VORGEGEBENER TEXT -
____________________
Potenzierte Provinz

Heute abend feiert Christoph Marthalers Inszenierung „Riesenbutzbach“ Theatertreffen-Premiere. Wer oder was ist eigentlich ein Butzbach? Eine Aufklärung.

Butzbach. Nicht riesig. 12.000 Einwohner. Foto: Fritz Geller-Grimm

Ein Butzbach ist nichts Schönes. Soviel ist klar. Nie wurde in der Theatergeschichte ein Ort so inbrünstig gehasst wie dieser. Der große Welthasser Thomas Bernhard hat ihn zum ersten Mal auf die Bühne gebracht. In seinem Stück „Der Theatermacher“ schleudert, nein speit der von Hybris befallene Regisseur Bruscon unzählige Male den Satz, nein die Verachtung heraus: „Utzbach wie Butzbach“. Der fiktive Ort Utzbach, in dem Bruscon mit seiner Theatergruppe gastiert, ist Marianengrabentiefe Provinz. Den Utzbacher interessiert die Kunst des Regisseurs nicht, der „Blutwursttag“ ist für den Utzbacher ein wichtigeres Ereignis als eine Theateraufführung.

Utzbach ist also schon schlimm, und mit dem Vergleich „Utzbach wie Butzbach“ wird der ohnehin schon schlimme Ort noch schlimmer gemacht, indem er mit dem Allerschlimmsten gleichgesetzt wird: Butzbach. Und Christoph Marthaler setzt der ganzen Verschlimmerei noch eins drauf: Riesenbutzbach. Wenn Utzbach Provinz ist, dann ist Butzbach doppelte Provinz und Riesenbutzbach potenzierte Provinz und damit das absolute Grauen.
____________________
AUFLISTUNG -
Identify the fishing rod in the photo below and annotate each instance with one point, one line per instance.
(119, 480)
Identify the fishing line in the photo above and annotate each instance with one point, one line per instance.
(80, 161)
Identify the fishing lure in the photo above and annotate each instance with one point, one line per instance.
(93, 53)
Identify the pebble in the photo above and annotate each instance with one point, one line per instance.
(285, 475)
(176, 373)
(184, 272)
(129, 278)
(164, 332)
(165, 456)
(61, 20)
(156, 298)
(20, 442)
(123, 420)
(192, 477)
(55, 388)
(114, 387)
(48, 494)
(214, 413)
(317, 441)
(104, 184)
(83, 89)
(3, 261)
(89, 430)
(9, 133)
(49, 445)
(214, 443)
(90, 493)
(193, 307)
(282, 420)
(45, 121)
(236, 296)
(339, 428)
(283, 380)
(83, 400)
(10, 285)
____________________
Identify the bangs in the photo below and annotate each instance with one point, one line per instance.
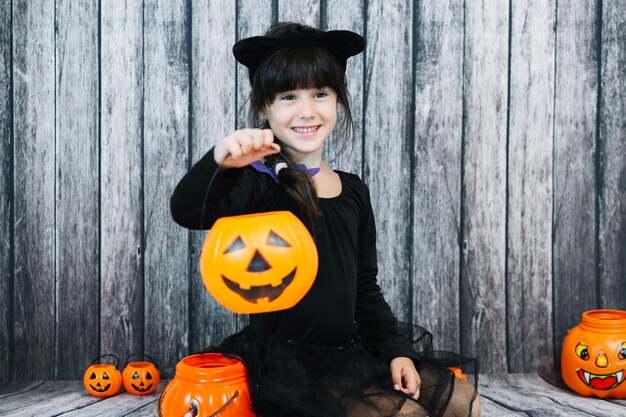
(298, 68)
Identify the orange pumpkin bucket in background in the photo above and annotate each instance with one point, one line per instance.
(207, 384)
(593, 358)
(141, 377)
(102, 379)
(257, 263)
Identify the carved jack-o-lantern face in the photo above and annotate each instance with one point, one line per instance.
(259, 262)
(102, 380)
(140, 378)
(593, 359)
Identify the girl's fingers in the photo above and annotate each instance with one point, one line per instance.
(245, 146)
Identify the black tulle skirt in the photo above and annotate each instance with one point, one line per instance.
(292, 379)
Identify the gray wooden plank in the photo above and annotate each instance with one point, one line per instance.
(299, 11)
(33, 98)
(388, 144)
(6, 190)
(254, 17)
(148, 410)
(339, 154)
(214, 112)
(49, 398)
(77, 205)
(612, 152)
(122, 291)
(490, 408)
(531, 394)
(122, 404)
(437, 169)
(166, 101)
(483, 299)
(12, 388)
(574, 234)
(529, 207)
____________________
SCHRIFTLICHE AUFGABE 1 -
Aus welchem Stück von Thomas Bernhard stammt laut dem Text über Butzbach der Satz „Utzbach wie Butzbach“?
SCHRIFTLICHE AUFGABE 2 -
Gib jede Zeile der Einträge an, in der die Zeichenfolge „below“ vorkommt. Dabei zählt die Groß- und Kleinschreibung.

RICHTIGE ANTWORT 1 -
Aus dem Stück „Der Theatermacher“.

RICHTIGE ANTWORT 2 -
Identify the fishing rod in the photo below and annotate each instance with one point, one line per instance.
Identify the bangs in the photo below and annotate each instance with one point, one line per instance.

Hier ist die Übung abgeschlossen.